**What is expected**
Give back the whole listing exactly as shown.

== == ==

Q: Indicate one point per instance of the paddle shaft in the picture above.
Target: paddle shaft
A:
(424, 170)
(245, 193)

== == ==

**Exercise result**
Q: Indicate one point per instance of the paddle shaft in the picture above.
Target: paddle shaft
A:
(424, 170)
(245, 193)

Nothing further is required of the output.